▸ Work request
Could you output every record below exactly, leaving out the pictures?

Records excerpted from a collection:
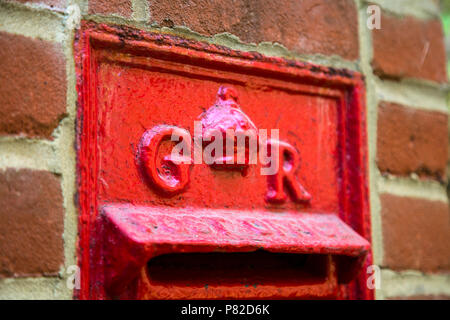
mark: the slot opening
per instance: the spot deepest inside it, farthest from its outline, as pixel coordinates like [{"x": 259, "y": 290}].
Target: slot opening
[{"x": 238, "y": 269}]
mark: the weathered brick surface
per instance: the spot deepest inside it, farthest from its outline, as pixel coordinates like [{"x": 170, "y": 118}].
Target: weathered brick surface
[
  {"x": 31, "y": 223},
  {"x": 32, "y": 85},
  {"x": 412, "y": 140},
  {"x": 60, "y": 4},
  {"x": 107, "y": 7},
  {"x": 409, "y": 47},
  {"x": 328, "y": 27},
  {"x": 416, "y": 234}
]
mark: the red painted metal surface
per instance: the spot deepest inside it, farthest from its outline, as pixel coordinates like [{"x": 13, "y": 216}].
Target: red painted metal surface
[{"x": 142, "y": 215}]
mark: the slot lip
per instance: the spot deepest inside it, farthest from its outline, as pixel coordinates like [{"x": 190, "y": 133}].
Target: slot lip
[{"x": 132, "y": 235}]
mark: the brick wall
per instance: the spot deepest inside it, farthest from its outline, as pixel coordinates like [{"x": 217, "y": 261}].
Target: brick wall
[{"x": 405, "y": 68}]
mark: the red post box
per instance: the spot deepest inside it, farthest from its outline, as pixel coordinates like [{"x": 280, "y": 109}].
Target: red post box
[{"x": 162, "y": 224}]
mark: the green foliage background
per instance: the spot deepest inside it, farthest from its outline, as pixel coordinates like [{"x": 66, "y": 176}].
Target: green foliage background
[{"x": 445, "y": 9}]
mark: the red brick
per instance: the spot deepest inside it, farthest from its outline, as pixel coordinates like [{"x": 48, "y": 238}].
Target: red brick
[
  {"x": 412, "y": 141},
  {"x": 416, "y": 234},
  {"x": 109, "y": 7},
  {"x": 31, "y": 223},
  {"x": 60, "y": 4},
  {"x": 310, "y": 26},
  {"x": 32, "y": 86},
  {"x": 409, "y": 47}
]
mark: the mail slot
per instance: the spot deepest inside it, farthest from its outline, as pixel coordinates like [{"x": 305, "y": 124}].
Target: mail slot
[{"x": 210, "y": 173}]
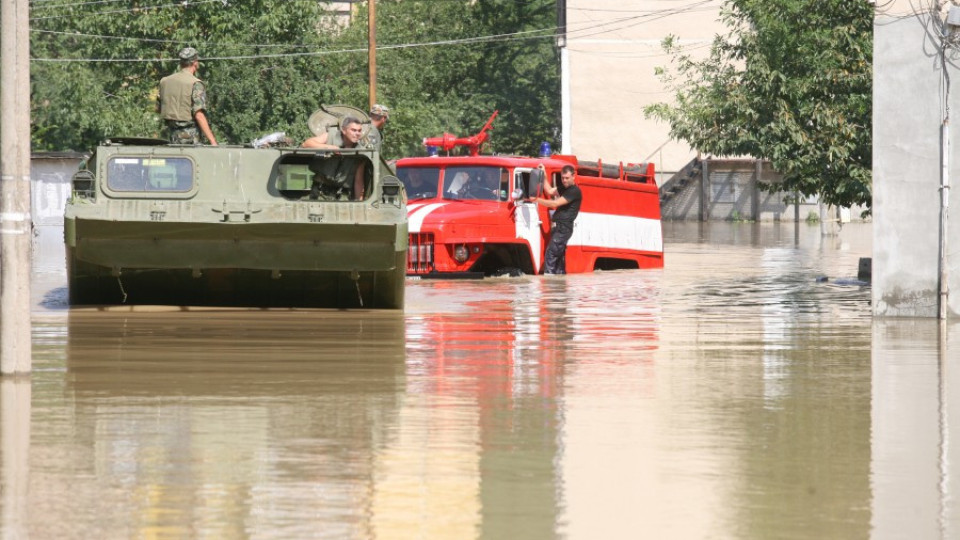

▸ Your response
mark: the slot opening
per instance: the spot deepest inside it, farthest from its outline, as pixel coordinates like [{"x": 259, "y": 290}].
Target: slot opening
[{"x": 238, "y": 269}]
mark: the weathered brick surface
per instance: the spot deepest inside it, farthest from its outline, as pixel coordinates like [{"x": 170, "y": 118}].
Target: weathered brick surface
[
  {"x": 31, "y": 223},
  {"x": 32, "y": 85},
  {"x": 412, "y": 140},
  {"x": 60, "y": 4},
  {"x": 107, "y": 7},
  {"x": 409, "y": 47},
  {"x": 328, "y": 27},
  {"x": 416, "y": 234}
]
mark: the red painted metal surface
per instance: the spot deepest inside it, farthest from its outline, as pixel coordinates like [{"x": 13, "y": 216}].
Target: red painted metal surface
[{"x": 142, "y": 215}]
mark: the slot lip
per instance: the spot deepest inside it, farthest from its outline, as pixel coordinates like [{"x": 190, "y": 133}].
Target: slot lip
[{"x": 132, "y": 235}]
mark: the brick wall
per instance: the spot deepest inside it, farthest from its outline, as pixel coordinates like [{"x": 217, "y": 261}].
Target: brick wall
[{"x": 405, "y": 68}]
mark: the red post box
per instance: the spot deepest inside it, farthest from its outline, as pixel coordinates like [{"x": 280, "y": 109}].
Target: red post box
[{"x": 162, "y": 224}]
mark: the green foliage background
per instance: the spot deepest inside it, farthest from its outline, as pixel coordinates like [{"x": 66, "y": 176}].
Target: green foliage background
[{"x": 445, "y": 9}]
mark: the red brick
per instance: the spot deepest inside it, farthest from its outline, as pixel coordinates like [{"x": 48, "y": 238}].
Target: red brick
[
  {"x": 412, "y": 141},
  {"x": 416, "y": 234},
  {"x": 109, "y": 7},
  {"x": 31, "y": 223},
  {"x": 60, "y": 4},
  {"x": 310, "y": 26},
  {"x": 32, "y": 86},
  {"x": 409, "y": 47}
]
mark: the mail slot
per instance: the spot deepest inside it, farthest from its outline, as pixel coordinates like [{"x": 305, "y": 124}].
Target: mail slot
[{"x": 210, "y": 173}]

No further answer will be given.